- Text
[Begin]

MISCELLANY
Democracy as a constitutional principle
1 As any lawyer with a passing interest in
British constitutional law knows, September 2019 saw the UK Supreme Court in
the case of R (Miller) v The Prime
Minister place
the due process of representative democracy at the heart of the common law
constitutional theory. Leading the Supreme Court and giving the sole judgment,
Baroness Hale could not have been clearer:
“Let us remind ourselves of the
foundations of our constitution. We live in a representative democracy. The
House of Commons exists because the people have elected its members. The
Government is not directly elected by the people (unlike the position in some
other democracies). The Government exists because it has the confidence of the
House of Commons. It has no democratic legitimacy other than that.”
2 The case itself considered what happens
if a Prime Minister seeks to evade the House of Commons by advising (in effect,
instructing) the Queen to prorogue Parliament. In any normal constitutional
time, it would be a wholly theoretical question as Prime Ministers only hold
office because they have a majority in the Commons. Also, until the Fixed-term
Parliaments Act 2011, a Prime Minister could do what Dicey explained and appeal beyond the legal sovereignty of
Parliament to the political sovereignty of the electorate, i.e. call a general election. As the problem had been purely
theoretical and academic, unsurprisingly Dicey
devoted an entire chapter to the dynamics which would prevent a Prime Minister
taking this course. Essentially, even in the pre-welfare state days in which
Dicey wrote, a government could not long govern without a Parliament to pass
the legislation it needed, vote for the imposition of taxes and pass the Army
Act.

[End]

- Dataset content
[Begin]

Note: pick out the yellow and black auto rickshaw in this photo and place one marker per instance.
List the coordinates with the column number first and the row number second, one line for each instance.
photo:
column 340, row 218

[End]

- Parts of the exercise
(a) Check each statement against the text on democracy as a constitutional principle. For each, answer yes or no and quote the words of the text that decide it.
(i) Baroness Hale gave the sole judgment in the case.
(ii) According to the quoted judgment, the Government is directly elected by the people.
(iii) Dicey gave a full chapter to the dynamics that would prevent a Prime Minister from taking this course.
(b) According to the text on democracy as a constitutional principle, when did the UK Supreme Court decide R (Miller) v The Prime Minister?

- Responses
(a)
(i) Yes: "Leading the Supreme Court and giving the sole judgment, Baroness Hale could not have been clearer"
(ii) No: "The Government is not directly elected by the people"
(iii) Yes: "Dicey devoted an entire chapter to the dynamics which would prevent a Prime Minister taking this course"

(b) September 2019